REQUIRED WORK ▸
**A.** In the dimensional modeling text, which kind of measures should be favored when identifying facts?
**B.** Continue the dimensional modeling text from its last line.

TEXT EXTRACT ▸
Sanity check — for each candidate dim, ask "if I removed this dim, can I still answer the analytical questions the PM cares about?"; if yes, drop it.
Examples — for fact_sales at order-line grain: dim_customer, dim_product, dim_date, dim_store; that's it.

Step 4 — identify the facts (measures).

Definition — the facts are the numeric measures that aggregate up the dimension hierarchies.
Rule — favour additive measures (those that SUM correctly across all dims); be wary of semi-additive (SUM only across some dims) and non-additive (ratios, percentages) measures.
Sanity check — for each candidate measure, ask "does SUM(this) GROUP BY any dim make sense?"; if no, it's not a fact.
Examples — for fact_sales: quantity, unit_price, discount_amount, revenue.

The iteration loop.

One business process per iteration — design the sales model first, ship it, then iterate into returns.
Re-declare grain when the source changes — if the OLTP team adds line-level cancellation, the grain may need to shift.

DATASET ENTRIES ▸
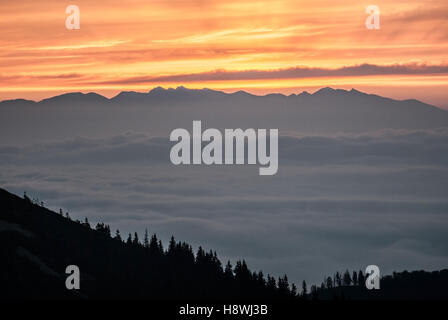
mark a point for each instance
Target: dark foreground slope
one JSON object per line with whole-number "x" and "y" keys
{"x": 38, "y": 244}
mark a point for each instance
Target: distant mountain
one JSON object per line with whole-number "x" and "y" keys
{"x": 161, "y": 110}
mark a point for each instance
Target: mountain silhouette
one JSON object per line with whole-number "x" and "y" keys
{"x": 160, "y": 110}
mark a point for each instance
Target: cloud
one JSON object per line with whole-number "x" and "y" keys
{"x": 290, "y": 73}
{"x": 337, "y": 202}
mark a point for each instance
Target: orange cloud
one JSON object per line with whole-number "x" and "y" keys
{"x": 138, "y": 43}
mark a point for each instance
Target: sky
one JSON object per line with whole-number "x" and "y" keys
{"x": 266, "y": 46}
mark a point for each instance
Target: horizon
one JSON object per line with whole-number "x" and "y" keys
{"x": 275, "y": 47}
{"x": 296, "y": 93}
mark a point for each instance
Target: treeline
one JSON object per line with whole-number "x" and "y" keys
{"x": 113, "y": 266}
{"x": 130, "y": 266}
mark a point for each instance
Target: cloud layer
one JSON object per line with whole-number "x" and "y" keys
{"x": 337, "y": 201}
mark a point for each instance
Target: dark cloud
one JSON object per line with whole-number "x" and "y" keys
{"x": 291, "y": 73}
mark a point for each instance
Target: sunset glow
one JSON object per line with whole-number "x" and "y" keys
{"x": 224, "y": 45}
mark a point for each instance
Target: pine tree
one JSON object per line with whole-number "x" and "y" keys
{"x": 304, "y": 290}
{"x": 228, "y": 272}
{"x": 347, "y": 280}
{"x": 361, "y": 278}
{"x": 146, "y": 239}
{"x": 117, "y": 235}
{"x": 136, "y": 241}
{"x": 355, "y": 278}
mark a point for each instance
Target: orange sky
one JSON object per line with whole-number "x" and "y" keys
{"x": 259, "y": 46}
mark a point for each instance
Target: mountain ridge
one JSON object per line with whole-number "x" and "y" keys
{"x": 325, "y": 92}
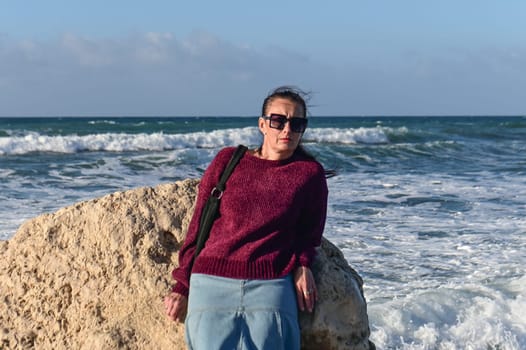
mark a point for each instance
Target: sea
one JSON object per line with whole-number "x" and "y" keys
{"x": 431, "y": 211}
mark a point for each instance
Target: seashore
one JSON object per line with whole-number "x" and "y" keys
{"x": 92, "y": 276}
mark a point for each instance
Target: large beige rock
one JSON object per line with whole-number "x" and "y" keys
{"x": 93, "y": 276}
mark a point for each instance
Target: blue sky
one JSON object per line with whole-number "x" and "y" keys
{"x": 173, "y": 58}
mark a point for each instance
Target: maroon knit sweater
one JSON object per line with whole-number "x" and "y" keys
{"x": 271, "y": 218}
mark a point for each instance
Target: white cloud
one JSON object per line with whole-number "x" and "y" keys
{"x": 161, "y": 74}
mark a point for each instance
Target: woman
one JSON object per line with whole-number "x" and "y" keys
{"x": 244, "y": 286}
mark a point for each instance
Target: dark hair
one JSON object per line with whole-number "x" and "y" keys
{"x": 291, "y": 93}
{"x": 294, "y": 94}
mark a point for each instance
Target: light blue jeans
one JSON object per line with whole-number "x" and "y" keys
{"x": 234, "y": 314}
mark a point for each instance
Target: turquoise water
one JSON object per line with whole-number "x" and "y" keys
{"x": 431, "y": 210}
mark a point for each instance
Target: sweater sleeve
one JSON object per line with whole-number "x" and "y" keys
{"x": 210, "y": 178}
{"x": 312, "y": 218}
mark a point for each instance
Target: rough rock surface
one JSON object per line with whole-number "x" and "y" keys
{"x": 93, "y": 276}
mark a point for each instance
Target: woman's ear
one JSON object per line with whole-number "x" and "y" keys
{"x": 262, "y": 125}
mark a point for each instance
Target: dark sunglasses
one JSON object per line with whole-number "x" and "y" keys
{"x": 278, "y": 121}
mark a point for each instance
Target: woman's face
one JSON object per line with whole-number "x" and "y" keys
{"x": 280, "y": 144}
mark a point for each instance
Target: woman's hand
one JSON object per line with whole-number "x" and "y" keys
{"x": 176, "y": 306}
{"x": 306, "y": 291}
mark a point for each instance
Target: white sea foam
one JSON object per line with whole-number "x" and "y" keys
{"x": 120, "y": 142}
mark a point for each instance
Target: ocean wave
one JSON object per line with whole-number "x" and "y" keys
{"x": 33, "y": 142}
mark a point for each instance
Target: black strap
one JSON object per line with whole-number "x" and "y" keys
{"x": 211, "y": 208}
{"x": 236, "y": 157}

TASK RESPONSES ▸
**A.** Additive measures, those that SUM correctly across all dims.

**B.**
Add dims as use cases emerge — dim_promotion may not be needed on day 1 but becomes essential when marketing wants attribution.
Add facts as measures are requested — discount_pct (a derived ratio) may emerge later; store the additive components and derive the ratio in BI.

Worked example — apply the 4-step process to an e-commerce sales request

Detailed explanation. Interviews love this one because it lets the candidate demonstrate the process, not just the artefact. Below is a fully worked end-to-end design from a one-paragraph PM request.

Question. A PM says: "Our e-commerce platform sells products to customers via a web store. I want to analyse revenue by customer segment, product category, day, and store region — and drill into individual order lines." Apply the 4-step process and produce the fact_sales schema.

Input. OLTP source: orders(order_id, customer_id, order_ts, store_id) joined to order_lines(order_id, line_id, sku, qty, unit_price, discount). No other tables.

Code.

-- Step 1: business process = "online sales (order-line placement)".
-- Step 2: grain         = "one row per (order_id, line_id)".
-- Step 3: dimensions    = customer, product, date, store.
-- Step 4: facts         = quantity, unit_price, discount_amount, revenue.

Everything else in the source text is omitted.